--- Problem to solve ---
Can you switch "reportedly" to "supposedly" throughout the entries below and give them back with nothing else changed?

═════ Exercise data

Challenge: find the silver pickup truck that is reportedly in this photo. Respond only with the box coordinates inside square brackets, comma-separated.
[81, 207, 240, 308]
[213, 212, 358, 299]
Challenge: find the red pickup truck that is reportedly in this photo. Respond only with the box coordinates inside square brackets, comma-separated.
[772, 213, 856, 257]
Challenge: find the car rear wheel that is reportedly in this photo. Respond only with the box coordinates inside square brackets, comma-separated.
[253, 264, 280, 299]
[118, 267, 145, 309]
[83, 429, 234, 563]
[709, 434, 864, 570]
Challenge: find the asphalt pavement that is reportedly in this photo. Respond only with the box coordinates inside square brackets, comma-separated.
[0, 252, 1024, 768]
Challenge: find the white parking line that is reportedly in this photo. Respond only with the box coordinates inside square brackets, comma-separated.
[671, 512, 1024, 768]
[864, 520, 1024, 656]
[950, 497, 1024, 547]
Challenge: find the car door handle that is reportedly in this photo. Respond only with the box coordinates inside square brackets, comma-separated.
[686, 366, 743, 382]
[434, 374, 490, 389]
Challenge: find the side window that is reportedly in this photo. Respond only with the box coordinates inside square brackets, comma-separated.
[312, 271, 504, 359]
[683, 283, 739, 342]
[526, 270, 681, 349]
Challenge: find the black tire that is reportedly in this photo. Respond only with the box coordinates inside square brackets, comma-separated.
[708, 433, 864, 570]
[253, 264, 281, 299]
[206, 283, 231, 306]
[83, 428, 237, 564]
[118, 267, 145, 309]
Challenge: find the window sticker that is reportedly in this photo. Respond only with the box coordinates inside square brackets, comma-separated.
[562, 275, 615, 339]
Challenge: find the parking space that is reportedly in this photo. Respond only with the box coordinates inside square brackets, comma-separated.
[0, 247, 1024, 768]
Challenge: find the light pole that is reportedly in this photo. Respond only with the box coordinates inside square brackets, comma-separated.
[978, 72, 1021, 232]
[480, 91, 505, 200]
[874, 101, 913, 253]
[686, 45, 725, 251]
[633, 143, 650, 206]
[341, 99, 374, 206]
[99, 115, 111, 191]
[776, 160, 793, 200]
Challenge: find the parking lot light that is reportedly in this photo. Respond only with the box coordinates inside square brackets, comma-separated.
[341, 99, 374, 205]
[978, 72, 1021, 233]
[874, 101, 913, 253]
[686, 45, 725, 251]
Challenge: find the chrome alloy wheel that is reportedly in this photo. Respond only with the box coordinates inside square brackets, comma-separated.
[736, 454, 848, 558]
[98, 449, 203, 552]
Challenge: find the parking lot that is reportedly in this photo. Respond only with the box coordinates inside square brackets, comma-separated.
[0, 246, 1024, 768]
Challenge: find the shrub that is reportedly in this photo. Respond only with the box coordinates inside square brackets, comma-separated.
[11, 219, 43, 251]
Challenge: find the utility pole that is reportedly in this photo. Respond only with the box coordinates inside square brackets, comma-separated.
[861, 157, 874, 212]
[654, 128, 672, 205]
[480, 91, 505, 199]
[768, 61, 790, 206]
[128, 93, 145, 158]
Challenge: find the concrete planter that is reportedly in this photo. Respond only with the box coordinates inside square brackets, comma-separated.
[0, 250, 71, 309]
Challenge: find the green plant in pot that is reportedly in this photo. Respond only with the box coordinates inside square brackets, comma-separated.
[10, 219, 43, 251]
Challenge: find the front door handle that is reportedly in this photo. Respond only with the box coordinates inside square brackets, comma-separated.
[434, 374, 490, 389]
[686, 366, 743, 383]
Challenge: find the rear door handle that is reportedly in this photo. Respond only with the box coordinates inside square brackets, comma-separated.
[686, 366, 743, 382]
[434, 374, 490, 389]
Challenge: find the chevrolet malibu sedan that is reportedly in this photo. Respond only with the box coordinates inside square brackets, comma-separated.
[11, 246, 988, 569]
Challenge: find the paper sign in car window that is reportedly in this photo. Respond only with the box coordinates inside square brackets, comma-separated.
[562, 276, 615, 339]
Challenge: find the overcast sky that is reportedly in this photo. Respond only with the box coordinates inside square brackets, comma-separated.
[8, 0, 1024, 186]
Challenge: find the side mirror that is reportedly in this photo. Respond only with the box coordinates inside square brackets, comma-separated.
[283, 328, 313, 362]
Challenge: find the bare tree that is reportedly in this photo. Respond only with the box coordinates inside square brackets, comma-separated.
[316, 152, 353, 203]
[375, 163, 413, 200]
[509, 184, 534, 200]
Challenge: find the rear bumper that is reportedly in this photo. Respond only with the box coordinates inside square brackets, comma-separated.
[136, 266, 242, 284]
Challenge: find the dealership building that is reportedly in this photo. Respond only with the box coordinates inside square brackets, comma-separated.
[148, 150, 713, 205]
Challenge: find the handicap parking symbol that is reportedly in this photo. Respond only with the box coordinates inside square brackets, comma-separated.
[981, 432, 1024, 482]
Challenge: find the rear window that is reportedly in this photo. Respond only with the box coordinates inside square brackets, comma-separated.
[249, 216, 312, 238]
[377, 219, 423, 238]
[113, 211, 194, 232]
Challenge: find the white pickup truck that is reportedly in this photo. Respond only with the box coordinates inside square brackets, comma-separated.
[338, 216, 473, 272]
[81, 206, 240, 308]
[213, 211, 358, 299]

══════════

--- Output ---
Challenge: find the silver pickup truck that is supposedly in this photo. Respond only with the box coordinates inside square brackets, comma-separated.
[81, 207, 240, 308]
[213, 212, 358, 299]
Challenge: find the red pickup truck that is supposedly in this photo. Respond only with the box coordinates inside square brackets, comma-separated.
[772, 213, 856, 257]
Challenge: find the car rear wheel that is supposedly in this photo. Respond only with the box coordinates inside square brackets, comma-separated.
[253, 264, 280, 299]
[118, 267, 145, 309]
[83, 429, 234, 563]
[709, 434, 864, 570]
Challenge: find the asphalt pavement that is supposedly in this photo. Respond only with the box coordinates inside square brackets, comma-separated.
[0, 252, 1024, 768]
Challenge: find the white parking line that is supposedly in this photo. Respond only with the box coordinates inside square brackets, comma-separated.
[671, 512, 1024, 768]
[864, 520, 1024, 656]
[950, 497, 1024, 547]
Challenge: find the car door handle that is supposedly in this photo. Respond only with the box coordinates inside square brackets, comma-separated.
[686, 366, 743, 382]
[434, 374, 490, 389]
Challenge: find the side window that is supposedly in this photo. Respond only with the box coordinates inside square brackets, comma-separated.
[312, 271, 504, 359]
[683, 283, 739, 342]
[526, 270, 681, 349]
Challenge: find the black tire that is supposedly in this photo. Respond only with the box coordinates inside square brackets, comma-separated.
[708, 433, 864, 570]
[253, 264, 281, 299]
[206, 283, 231, 306]
[83, 428, 237, 564]
[118, 267, 145, 309]
Challenge: find the window sticker that is supposedly in this photo. Respond only with the box coordinates inside square brackets, comma-separated.
[562, 275, 615, 339]
Challenge: find the parking space that is supposedly in this photo. Respond only with the box coordinates inside square brackets, comma-separated.
[0, 247, 1024, 768]
Challenge: find the light pole that is supposedly in this photo. Respond only with the box coordinates inside square brackets, comma-separated.
[978, 72, 1021, 232]
[480, 91, 505, 200]
[874, 101, 913, 253]
[686, 45, 725, 251]
[633, 143, 650, 206]
[341, 99, 374, 206]
[99, 115, 111, 191]
[776, 160, 793, 200]
Challenge: find the parking lot light that is supposedly in this photo. Respond only with the box coordinates inside square brackets, comma-separated.
[341, 99, 374, 205]
[978, 72, 1021, 233]
[874, 101, 913, 253]
[686, 45, 725, 251]
Challenge: find the chrome alloy wheel that is supposedly in this photo. Respond only with the box coordinates inside square brackets, comma-separated.
[736, 454, 848, 558]
[98, 449, 203, 552]
Challenge: find the parking lot that is supposedly in this photo. Respond only with the box coordinates inside square brackets, comma-separated.
[0, 246, 1024, 768]
Challenge: find the shrub that is supposedly in this photo. Respond only with the box coordinates inside square brackets, comma-separated.
[11, 219, 43, 251]
Challenge: find the utility pole that is supposedly in this photo. Respond only with the box coordinates inside square brackets, comma-separated.
[861, 157, 874, 212]
[654, 128, 672, 205]
[480, 91, 505, 199]
[768, 61, 790, 206]
[128, 93, 145, 158]
Challenge: find the concrete planter that is supposedly in this photo. Respond only with the box coordinates inside square brackets, comma-separated.
[0, 250, 71, 309]
Challenge: find the green plant in pot that is supposedly in this photo. Respond only with the box coordinates inside square brackets, comma-separated.
[10, 219, 43, 251]
Challenge: find the front door handle that is supposedly in this photo. Respond only with the box coordinates inside square brackets, comma-separated.
[434, 374, 490, 389]
[686, 366, 743, 383]
Challenge: find the rear door handle that is supposedly in this photo. Respond only with the box coordinates inside square brackets, comma-separated.
[686, 366, 743, 382]
[434, 374, 490, 389]
Challenge: find the chevrolet malibu sedan that is supposedly in this photo. Respond only with the box coordinates inside square brackets, comma-separated.
[11, 246, 988, 569]
Challenge: find the paper sign in car window that is supposedly in this photo. Respond only with the box coordinates inside square brackets, comma-separated.
[562, 276, 615, 339]
Challenge: find the overcast sky that is supposedly in this photo. Respond only with the box coordinates inside square brackets, comma-separated.
[8, 0, 1024, 186]
Challenge: find the side mirror that is supposedly in this photo. Respond only with the box coordinates inside square brackets, comma-separated.
[283, 328, 313, 362]
Challenge: find the bare tree that is supposedly in this photo. Respond only with the box coordinates inside square brackets, comma-separated.
[316, 152, 353, 203]
[375, 163, 413, 200]
[509, 184, 534, 200]
Challenge: find the rear bumper that is supposedly in this photo. Respond only with the box coordinates inside square brackets, comma-separated.
[136, 266, 242, 284]
Challenge: find the dealership building that is supposedly in this photo. Respond only with the box coordinates inside square brackets, comma-separated.
[148, 150, 713, 205]
Challenge: find the handicap parking symbol that is supposedly in this photo. Respond only with the box coordinates inside square brackets, comma-separated.
[981, 432, 1024, 482]
Challenge: find the rear window that is supposedly in this photo. Respond only with the box coordinates inside square brackets, comma-separated.
[249, 216, 312, 238]
[377, 219, 423, 238]
[113, 211, 194, 232]
Challenge: find the white pickup truck that is supposedly in this photo. Respond only with the box coordinates inside square brackets, comma-separated.
[338, 216, 473, 272]
[81, 206, 240, 308]
[213, 211, 358, 299]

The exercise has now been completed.